:: Data shown ::

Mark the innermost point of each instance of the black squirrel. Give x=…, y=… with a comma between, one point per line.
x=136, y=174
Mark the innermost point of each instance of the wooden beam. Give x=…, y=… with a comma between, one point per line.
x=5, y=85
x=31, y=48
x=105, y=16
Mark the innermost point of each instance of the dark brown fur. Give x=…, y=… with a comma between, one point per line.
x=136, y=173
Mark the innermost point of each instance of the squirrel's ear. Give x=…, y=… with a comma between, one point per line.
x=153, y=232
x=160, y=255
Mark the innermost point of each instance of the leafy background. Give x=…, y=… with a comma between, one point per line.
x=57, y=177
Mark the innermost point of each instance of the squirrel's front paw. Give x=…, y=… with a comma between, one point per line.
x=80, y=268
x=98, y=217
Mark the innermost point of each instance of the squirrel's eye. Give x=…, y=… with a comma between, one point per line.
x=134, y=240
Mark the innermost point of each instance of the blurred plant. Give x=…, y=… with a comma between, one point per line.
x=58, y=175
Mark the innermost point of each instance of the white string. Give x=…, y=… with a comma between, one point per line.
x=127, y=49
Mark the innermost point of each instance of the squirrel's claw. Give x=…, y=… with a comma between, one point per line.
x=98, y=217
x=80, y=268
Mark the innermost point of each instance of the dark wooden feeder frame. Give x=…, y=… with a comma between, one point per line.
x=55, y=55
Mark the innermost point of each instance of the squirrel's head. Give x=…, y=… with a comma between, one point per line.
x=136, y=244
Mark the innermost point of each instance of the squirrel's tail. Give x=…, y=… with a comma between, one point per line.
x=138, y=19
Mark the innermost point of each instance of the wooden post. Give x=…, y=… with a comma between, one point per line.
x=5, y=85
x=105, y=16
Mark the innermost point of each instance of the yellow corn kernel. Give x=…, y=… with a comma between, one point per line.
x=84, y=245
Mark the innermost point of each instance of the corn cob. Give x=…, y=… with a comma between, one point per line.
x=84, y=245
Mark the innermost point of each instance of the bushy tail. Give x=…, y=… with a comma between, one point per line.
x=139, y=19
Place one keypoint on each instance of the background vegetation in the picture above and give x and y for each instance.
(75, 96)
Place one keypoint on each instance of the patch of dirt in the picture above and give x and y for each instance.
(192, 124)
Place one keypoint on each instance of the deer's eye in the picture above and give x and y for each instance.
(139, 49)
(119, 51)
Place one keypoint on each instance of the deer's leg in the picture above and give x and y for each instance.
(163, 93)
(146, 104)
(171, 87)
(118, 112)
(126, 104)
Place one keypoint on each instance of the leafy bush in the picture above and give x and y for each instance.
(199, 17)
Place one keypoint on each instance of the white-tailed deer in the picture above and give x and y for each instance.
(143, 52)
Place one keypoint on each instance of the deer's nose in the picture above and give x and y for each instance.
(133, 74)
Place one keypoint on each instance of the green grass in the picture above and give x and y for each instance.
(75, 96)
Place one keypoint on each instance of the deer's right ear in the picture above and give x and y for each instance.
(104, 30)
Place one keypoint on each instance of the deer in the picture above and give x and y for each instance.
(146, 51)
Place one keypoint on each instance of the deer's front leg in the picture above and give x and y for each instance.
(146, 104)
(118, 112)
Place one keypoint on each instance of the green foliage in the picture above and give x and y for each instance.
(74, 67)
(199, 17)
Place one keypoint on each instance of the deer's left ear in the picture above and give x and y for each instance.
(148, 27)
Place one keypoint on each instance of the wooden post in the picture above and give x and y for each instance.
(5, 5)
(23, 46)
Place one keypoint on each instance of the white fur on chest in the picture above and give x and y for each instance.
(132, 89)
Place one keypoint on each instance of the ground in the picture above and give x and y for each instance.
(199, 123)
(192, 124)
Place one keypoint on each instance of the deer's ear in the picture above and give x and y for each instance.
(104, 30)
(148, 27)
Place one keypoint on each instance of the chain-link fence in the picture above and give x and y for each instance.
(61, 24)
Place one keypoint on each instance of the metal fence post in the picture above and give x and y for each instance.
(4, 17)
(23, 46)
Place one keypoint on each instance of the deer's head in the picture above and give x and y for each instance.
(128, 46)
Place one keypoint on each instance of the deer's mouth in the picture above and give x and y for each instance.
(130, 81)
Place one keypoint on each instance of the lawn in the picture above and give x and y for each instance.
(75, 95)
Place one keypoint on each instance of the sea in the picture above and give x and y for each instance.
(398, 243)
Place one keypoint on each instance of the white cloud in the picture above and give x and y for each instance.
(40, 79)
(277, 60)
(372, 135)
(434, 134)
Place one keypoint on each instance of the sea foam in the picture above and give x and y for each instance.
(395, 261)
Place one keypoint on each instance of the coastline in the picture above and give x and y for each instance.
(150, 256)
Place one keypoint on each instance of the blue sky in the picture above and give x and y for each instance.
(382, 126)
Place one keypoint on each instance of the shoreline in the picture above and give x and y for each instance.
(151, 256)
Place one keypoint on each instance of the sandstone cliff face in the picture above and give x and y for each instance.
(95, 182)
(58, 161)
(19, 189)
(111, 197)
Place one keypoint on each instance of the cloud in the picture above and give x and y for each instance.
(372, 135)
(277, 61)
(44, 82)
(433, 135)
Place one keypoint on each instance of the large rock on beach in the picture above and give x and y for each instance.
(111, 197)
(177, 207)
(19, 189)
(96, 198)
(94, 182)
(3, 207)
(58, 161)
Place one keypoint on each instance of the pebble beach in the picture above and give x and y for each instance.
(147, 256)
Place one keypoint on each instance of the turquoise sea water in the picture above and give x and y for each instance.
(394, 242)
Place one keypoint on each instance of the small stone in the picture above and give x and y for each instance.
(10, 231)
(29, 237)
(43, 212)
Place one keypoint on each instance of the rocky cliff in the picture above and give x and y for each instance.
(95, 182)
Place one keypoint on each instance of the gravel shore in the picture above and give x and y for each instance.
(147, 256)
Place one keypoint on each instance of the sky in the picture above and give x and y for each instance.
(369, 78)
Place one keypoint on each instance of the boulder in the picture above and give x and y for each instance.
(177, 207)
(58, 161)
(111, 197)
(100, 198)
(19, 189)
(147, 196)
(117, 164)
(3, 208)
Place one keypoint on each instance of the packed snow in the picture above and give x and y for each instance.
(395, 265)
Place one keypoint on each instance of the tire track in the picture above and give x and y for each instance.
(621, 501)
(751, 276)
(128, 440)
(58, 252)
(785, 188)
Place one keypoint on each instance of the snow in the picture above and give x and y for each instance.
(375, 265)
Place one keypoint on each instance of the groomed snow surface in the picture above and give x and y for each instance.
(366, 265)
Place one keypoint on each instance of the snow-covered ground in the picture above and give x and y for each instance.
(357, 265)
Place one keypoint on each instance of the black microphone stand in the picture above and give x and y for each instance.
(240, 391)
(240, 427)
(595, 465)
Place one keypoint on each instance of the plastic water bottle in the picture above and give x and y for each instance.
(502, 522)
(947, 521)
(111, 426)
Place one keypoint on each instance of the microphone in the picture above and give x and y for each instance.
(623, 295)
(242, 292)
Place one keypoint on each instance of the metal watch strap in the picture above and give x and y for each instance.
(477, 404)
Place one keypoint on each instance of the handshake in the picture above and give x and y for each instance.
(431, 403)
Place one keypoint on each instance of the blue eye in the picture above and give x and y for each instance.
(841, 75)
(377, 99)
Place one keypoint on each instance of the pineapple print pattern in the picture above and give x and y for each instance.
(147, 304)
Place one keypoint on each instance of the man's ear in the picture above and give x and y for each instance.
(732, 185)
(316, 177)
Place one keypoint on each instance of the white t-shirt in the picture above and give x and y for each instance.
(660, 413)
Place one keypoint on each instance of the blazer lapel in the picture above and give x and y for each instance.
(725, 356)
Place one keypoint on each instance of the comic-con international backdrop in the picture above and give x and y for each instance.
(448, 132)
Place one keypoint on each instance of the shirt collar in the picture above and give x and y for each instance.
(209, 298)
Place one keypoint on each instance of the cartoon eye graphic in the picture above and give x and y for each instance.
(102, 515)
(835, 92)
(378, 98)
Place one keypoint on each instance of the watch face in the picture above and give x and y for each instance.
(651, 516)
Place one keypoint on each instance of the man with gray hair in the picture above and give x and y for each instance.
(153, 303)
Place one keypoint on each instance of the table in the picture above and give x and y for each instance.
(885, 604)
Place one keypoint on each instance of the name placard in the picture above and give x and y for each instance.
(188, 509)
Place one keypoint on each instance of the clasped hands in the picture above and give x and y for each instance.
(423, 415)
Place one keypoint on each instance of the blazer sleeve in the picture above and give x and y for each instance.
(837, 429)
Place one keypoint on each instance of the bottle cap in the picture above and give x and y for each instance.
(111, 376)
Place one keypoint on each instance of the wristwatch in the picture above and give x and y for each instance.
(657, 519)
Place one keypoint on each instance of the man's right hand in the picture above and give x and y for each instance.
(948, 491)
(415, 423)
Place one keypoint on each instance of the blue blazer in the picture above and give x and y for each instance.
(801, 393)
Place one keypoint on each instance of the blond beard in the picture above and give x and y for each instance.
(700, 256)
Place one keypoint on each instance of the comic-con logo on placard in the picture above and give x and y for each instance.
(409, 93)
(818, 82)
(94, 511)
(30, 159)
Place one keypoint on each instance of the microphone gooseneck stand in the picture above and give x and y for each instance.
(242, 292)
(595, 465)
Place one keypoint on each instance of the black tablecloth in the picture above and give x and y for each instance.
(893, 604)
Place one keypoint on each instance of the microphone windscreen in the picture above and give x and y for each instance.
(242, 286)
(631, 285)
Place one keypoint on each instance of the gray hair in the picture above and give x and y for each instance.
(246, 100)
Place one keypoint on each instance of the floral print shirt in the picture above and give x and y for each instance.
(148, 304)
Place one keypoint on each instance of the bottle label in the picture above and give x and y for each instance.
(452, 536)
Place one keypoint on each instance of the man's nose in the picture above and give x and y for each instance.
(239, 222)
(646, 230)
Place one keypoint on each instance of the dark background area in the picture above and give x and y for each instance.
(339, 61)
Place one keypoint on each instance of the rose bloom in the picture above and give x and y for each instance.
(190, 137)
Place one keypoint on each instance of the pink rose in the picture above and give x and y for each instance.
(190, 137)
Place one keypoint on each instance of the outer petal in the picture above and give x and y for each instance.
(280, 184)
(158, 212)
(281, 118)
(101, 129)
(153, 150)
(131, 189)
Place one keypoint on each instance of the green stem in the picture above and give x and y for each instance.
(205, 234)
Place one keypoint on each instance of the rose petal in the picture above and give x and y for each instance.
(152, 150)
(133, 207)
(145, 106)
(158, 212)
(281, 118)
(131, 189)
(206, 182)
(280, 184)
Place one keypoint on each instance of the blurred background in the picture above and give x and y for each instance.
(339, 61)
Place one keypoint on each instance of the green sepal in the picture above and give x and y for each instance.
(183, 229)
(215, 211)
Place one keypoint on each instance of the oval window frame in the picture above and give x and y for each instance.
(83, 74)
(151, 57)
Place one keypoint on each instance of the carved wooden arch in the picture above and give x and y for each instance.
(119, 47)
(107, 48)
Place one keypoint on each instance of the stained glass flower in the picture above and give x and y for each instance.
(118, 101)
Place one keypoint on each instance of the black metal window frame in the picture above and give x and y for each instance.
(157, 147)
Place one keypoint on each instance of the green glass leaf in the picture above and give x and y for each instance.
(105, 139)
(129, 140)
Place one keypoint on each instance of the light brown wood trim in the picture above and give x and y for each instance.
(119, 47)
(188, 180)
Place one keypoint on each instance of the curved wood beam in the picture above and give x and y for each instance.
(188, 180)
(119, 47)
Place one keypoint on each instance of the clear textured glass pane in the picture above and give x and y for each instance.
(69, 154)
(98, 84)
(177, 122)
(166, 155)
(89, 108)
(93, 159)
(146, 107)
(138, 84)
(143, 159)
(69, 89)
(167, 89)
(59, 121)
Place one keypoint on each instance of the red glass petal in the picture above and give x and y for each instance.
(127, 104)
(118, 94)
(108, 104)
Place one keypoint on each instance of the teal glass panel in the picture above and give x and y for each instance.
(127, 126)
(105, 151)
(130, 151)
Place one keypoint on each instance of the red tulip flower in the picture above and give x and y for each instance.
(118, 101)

:::

▶ [Problem statement]: Starting at the line that contains "Place one keypoint on each instance of the teal", retype each line through the last one in the records, both included, and add nothing.

▶ [Exercise solution]:
Place one keypoint on each instance of the teal glass panel in the picture above and give x and y for each instance.
(127, 126)
(105, 151)
(130, 151)
Place one keypoint on each instance of the red tulip flower in the picture above and give x and y for each instance.
(118, 101)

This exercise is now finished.